> **Work instructions**:
Give the data back exactly as it stands.

> **Records supplied**:
※
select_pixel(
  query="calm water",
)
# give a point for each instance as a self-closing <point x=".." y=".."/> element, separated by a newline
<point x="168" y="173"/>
※
> **Response to the task**:
select_pixel(
  query="calm water",
)
# give a point for each instance as a self-closing <point x=".." y=".."/> element, separated by a newline
<point x="168" y="173"/>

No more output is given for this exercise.